- Entries -
--

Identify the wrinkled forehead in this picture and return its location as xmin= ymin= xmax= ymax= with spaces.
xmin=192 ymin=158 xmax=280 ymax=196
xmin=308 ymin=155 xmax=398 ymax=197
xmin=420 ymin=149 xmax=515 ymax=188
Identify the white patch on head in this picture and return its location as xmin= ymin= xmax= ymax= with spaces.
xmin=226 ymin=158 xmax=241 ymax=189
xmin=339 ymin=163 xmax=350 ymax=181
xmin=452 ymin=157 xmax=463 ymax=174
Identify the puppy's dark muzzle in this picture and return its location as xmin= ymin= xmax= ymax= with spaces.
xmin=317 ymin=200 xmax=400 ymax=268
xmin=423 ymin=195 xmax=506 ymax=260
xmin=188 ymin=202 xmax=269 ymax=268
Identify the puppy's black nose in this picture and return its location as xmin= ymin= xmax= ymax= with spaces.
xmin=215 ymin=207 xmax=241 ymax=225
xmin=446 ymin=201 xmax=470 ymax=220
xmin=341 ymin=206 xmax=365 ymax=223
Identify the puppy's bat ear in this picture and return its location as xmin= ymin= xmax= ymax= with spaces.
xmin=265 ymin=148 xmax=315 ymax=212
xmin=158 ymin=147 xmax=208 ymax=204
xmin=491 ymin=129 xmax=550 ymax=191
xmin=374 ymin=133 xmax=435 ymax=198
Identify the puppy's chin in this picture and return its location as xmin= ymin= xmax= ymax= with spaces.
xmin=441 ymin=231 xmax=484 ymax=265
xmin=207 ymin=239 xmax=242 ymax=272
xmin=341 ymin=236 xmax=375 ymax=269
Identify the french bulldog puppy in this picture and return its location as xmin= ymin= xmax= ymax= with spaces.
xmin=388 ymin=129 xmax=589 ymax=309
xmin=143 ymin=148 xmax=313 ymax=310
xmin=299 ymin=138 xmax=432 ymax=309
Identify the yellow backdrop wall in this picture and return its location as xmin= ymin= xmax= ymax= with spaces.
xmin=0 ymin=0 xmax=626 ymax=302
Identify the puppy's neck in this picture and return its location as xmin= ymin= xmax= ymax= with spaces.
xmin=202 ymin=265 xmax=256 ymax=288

--

- Aim -
Copy every item above word for word, from first to last.

- Exercise output -
Identify the wrinkled forehead in this picture and return its location as xmin= ymin= xmax= ymax= with spaces.
xmin=192 ymin=158 xmax=280 ymax=196
xmin=308 ymin=155 xmax=398 ymax=197
xmin=420 ymin=149 xmax=515 ymax=188
Identify the white patch on head in this picture and return its location as xmin= ymin= xmax= ymax= with spaces.
xmin=226 ymin=158 xmax=241 ymax=189
xmin=339 ymin=163 xmax=350 ymax=181
xmin=452 ymin=157 xmax=463 ymax=174
Identify the puppy's dark muzzle in this picture and return its location as xmin= ymin= xmax= ymax= with spaces.
xmin=317 ymin=200 xmax=400 ymax=268
xmin=423 ymin=195 xmax=506 ymax=260
xmin=188 ymin=202 xmax=269 ymax=268
Identify the puppy's black nose in this picture and return its location as xmin= ymin= xmax= ymax= with spaces.
xmin=215 ymin=207 xmax=241 ymax=225
xmin=446 ymin=201 xmax=470 ymax=220
xmin=341 ymin=206 xmax=365 ymax=223
Identify the puppy's bat ear in this picture and return its location as xmin= ymin= xmax= ymax= with spaces.
xmin=265 ymin=148 xmax=315 ymax=212
xmin=158 ymin=147 xmax=208 ymax=204
xmin=491 ymin=129 xmax=550 ymax=191
xmin=374 ymin=133 xmax=435 ymax=198
Identify the puppy's chin in this picture and return its location as xmin= ymin= xmax= ymax= with spaces.
xmin=441 ymin=231 xmax=484 ymax=265
xmin=207 ymin=239 xmax=242 ymax=272
xmin=341 ymin=236 xmax=375 ymax=269
Identify the french bulldog puppy in this picture and return its location as xmin= ymin= xmax= ymax= with spaces.
xmin=388 ymin=129 xmax=589 ymax=309
xmin=143 ymin=148 xmax=313 ymax=310
xmin=299 ymin=138 xmax=432 ymax=309
Identify the yellow backdrop wall in this picture and return its location as xmin= ymin= xmax= ymax= with spaces.
xmin=0 ymin=0 xmax=626 ymax=302
Identify the puppy's neck in this picture and return its location as xmin= ymin= xmax= ymax= with spaces.
xmin=202 ymin=265 xmax=256 ymax=288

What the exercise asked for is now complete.